> _Problem statement_
Your answer should be the exact lines of the records, starting with the one containing "target | bare leg" and running to the end.

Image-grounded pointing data
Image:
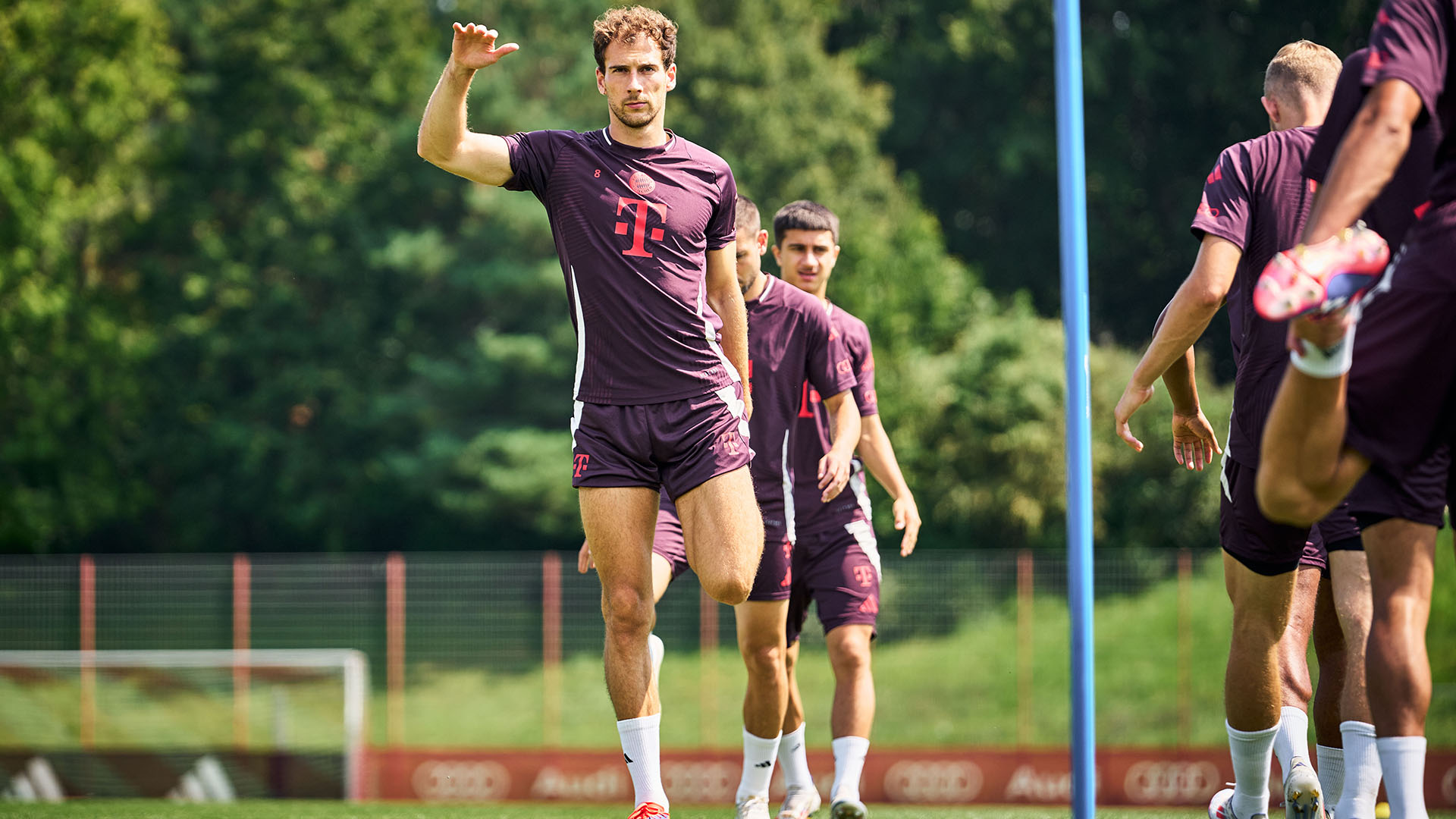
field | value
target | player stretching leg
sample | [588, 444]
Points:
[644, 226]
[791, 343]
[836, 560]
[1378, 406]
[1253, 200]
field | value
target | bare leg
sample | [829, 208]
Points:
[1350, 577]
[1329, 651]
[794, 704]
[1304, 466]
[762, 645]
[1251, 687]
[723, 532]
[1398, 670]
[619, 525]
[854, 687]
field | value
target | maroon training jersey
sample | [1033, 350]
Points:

> _Exercise response_
target | bare leg
sample | [829, 208]
Points:
[1350, 577]
[1329, 651]
[794, 704]
[1304, 466]
[762, 645]
[1251, 687]
[723, 532]
[1398, 670]
[619, 525]
[854, 687]
field | value
target | maroon training jersey
sample | [1033, 350]
Points:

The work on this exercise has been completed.